What you need to do
A - Reproduce the exponential-model post from "with pm.Model() as" up to and including "pm.Normal('γ_meanRT_c', Mean_RT_comp_General[-1], .1)", renaming "HalfCauchy" as "HalfNormal" wherever it occurs.
B - Name each dependent variable that the exponential-model post says is being modeled.

# start of Supplied passage

Chain failure with an exponential model

Hi community,
I am trying to model 5 dependent variables (Observed mean response time comp, Observed mean response time incomp, Predicted mean decision time comp, Predicted mean decision time incomp, Predicted mean nondecision time) using an exponential model with the decay rate (beta) constrained to be identical between dependent variables and priors based on theory :

with pm.Model() as Model_1:

    α_meanRT_c = pm.HalfCauchy('α_meanRT_c',2)  
    α_meanRT_i = pm.HalfCauchy('α_meanRT_i', 2) 
    α_meanDT_c = pm.HalfCauchy('α_meanDT_c',2)  
    α_meanDT_i = pm.HalfCauchy('α_meanDT_i', 2)     
    
    α_meanTer = pm.HalfCauchy('α_meanTer', 2)      
 
    β = pm.Normal('β', 0.334, 0.1)#Kail (1991)
    
    γ_meanRT_c = pm.Normal('γ_meanRT_c', Mean_RT_comp_General[-1], .1)
    γ_meanRT_i = pm.Normal('γ_meanRT_i', Mean_RT_incomp_General[-1], .1)    
    γ_meanDT_c = pm.Normal('γ_meanDT_c', pred_meanDT_comp[-1], .1)
    γ_meanDT_i = pm.Normal('γ_meanDT_i', pred_meanDT_incomp[-1], .1)

# end of Supplied passage
# start of Information provided

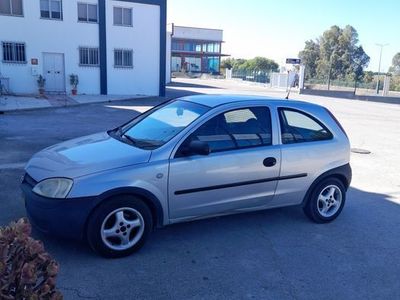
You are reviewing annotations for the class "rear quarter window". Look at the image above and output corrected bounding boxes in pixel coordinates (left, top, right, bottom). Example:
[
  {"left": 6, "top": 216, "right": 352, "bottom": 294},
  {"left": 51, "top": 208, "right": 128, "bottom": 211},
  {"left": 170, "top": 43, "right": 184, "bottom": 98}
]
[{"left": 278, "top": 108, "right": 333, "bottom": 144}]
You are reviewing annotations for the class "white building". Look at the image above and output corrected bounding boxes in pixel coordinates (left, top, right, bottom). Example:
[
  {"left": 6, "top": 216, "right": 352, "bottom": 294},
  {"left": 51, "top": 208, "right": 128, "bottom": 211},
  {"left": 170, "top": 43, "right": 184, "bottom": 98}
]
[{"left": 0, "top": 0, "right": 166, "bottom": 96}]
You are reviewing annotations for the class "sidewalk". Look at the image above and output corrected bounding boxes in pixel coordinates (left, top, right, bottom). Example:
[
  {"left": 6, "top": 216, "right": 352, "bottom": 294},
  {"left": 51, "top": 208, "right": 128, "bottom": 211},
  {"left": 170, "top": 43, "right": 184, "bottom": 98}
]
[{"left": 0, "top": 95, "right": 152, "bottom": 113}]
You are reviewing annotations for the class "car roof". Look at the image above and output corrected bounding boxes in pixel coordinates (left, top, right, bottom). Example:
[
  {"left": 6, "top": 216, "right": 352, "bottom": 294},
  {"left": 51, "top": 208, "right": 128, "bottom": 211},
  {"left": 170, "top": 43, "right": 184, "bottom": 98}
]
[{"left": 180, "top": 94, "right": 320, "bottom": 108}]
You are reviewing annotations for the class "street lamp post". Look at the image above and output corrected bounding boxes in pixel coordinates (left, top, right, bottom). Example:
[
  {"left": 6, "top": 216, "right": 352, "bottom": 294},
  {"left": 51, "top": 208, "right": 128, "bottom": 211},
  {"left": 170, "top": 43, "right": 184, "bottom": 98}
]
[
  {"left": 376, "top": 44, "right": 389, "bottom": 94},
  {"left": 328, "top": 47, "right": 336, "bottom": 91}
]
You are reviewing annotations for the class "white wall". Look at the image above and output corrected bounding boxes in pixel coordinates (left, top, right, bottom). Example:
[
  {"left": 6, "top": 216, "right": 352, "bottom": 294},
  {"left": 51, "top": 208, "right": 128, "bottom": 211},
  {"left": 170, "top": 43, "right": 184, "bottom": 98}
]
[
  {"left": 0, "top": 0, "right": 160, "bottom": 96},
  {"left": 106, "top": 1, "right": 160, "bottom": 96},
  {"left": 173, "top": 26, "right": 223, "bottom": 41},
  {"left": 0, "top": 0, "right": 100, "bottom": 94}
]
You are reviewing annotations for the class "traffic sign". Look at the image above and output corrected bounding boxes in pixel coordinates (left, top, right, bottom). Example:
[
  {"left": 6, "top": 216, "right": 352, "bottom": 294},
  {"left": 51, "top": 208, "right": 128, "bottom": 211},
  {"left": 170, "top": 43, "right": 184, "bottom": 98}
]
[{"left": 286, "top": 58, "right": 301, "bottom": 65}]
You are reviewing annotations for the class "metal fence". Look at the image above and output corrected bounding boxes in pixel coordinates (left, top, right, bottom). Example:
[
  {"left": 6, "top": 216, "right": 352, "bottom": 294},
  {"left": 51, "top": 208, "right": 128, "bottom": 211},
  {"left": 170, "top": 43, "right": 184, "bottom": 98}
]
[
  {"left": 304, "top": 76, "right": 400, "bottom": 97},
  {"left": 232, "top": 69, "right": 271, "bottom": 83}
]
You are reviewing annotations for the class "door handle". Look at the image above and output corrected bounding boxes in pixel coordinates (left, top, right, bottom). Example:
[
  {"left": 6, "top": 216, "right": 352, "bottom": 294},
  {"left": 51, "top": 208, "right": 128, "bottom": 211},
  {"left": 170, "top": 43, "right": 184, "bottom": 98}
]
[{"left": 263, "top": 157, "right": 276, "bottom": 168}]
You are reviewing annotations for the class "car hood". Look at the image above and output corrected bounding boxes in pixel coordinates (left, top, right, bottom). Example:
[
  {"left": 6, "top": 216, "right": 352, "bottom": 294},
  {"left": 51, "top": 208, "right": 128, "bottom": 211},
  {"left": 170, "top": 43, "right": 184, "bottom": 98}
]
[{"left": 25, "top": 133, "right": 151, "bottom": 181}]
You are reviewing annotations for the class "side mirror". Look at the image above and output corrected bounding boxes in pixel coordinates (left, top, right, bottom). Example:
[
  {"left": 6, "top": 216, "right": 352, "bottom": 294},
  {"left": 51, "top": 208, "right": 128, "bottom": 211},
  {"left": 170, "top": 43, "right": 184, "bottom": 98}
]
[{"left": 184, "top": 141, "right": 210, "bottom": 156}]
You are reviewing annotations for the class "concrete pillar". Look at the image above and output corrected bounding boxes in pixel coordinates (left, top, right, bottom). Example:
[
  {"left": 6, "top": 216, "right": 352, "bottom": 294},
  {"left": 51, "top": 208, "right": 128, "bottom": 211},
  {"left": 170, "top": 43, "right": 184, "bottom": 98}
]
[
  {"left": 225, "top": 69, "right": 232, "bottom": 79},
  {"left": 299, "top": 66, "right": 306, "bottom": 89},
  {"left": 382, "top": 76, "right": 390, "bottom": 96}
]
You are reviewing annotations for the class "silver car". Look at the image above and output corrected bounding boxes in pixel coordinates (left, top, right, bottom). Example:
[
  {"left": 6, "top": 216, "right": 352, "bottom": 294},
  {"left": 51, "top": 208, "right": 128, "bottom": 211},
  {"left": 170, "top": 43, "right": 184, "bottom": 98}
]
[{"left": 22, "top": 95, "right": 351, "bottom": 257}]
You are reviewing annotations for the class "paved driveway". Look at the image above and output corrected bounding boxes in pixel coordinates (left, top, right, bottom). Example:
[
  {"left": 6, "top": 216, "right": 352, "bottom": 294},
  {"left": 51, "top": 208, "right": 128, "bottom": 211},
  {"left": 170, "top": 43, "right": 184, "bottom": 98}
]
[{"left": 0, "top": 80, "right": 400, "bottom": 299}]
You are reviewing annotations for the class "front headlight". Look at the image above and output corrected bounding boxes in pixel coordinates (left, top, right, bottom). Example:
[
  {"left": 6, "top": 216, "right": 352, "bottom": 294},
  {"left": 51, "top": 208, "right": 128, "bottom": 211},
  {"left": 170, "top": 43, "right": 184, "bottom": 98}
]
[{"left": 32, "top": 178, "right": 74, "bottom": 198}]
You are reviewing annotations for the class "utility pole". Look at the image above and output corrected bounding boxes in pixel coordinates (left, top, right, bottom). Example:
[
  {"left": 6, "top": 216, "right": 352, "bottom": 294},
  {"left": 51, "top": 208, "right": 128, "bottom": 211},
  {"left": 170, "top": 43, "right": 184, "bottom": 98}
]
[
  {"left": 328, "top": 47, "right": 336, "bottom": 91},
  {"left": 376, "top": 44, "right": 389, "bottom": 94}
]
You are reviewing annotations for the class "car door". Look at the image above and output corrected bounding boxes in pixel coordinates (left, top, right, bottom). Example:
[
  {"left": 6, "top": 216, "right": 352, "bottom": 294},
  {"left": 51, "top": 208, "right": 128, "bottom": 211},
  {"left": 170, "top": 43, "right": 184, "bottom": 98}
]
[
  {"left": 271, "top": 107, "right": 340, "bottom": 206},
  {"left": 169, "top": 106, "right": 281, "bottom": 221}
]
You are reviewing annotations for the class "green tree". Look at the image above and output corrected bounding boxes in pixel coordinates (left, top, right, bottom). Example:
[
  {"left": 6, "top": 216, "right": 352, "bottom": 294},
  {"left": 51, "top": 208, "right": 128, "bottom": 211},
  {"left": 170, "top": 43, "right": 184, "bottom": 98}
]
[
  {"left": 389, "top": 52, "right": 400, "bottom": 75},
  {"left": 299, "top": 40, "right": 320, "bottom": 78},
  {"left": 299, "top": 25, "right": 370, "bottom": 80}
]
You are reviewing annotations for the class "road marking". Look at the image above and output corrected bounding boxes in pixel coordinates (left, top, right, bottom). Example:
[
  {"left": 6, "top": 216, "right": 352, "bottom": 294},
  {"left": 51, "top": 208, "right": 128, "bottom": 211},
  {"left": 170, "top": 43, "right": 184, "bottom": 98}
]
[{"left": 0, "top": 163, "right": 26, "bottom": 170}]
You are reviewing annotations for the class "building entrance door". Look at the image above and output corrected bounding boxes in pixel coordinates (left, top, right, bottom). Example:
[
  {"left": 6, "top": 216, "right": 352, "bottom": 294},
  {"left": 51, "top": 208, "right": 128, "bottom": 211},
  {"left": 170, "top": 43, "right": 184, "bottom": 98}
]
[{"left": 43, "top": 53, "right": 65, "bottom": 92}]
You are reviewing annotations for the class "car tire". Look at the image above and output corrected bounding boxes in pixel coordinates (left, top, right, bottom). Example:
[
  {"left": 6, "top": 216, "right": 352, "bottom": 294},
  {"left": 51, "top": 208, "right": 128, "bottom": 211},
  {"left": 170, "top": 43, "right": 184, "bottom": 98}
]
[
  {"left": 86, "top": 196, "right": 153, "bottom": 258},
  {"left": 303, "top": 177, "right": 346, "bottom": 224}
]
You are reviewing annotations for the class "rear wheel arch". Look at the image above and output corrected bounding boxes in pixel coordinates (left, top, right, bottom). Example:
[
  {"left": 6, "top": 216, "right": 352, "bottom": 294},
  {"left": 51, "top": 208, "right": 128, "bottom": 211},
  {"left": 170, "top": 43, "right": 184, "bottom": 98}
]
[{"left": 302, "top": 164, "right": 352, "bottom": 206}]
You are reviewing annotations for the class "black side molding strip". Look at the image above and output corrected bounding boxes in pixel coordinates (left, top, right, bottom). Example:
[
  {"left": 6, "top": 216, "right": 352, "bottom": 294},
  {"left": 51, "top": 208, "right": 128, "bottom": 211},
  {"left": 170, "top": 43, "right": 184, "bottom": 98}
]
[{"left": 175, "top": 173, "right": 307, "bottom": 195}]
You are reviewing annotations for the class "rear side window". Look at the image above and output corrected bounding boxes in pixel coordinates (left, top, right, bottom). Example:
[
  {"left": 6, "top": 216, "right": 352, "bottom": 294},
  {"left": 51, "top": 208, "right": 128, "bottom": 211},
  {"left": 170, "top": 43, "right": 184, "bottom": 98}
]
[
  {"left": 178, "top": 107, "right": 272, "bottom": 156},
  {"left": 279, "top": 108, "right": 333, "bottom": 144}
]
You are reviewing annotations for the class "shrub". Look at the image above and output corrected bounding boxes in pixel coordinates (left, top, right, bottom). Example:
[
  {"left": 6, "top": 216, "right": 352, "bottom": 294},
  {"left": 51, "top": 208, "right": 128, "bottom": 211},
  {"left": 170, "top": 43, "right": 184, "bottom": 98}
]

# end of Information provided

Solutions in order
A -
with pm.Model() as Model_1:

    α_meanRT_c = pm.HalfNormal('α_meanRT_c',2)  
    α_meanRT_i = pm.HalfNormal('α_meanRT_i', 2) 
    α_meanDT_c = pm.HalfNormal('α_meanDT_c',2)  
    α_meanDT_i = pm.HalfNormal('α_meanDT_i', 2)     
    
    α_meanTer = pm.HalfNormal('α_meanTer', 2)      
 
    β = pm.Normal('β', 0.334, 0.1)#Kail (1991)
    
    γ_meanRT_c = pm.Normal('γ_meanRT_c', Mean_RT_comp_General[-1], .1)

B -
Observed mean response time comp
Observed mean response time incomp
Predicted mean decision time comp
Predicted mean decision time incomp
Predicted mean nondecision time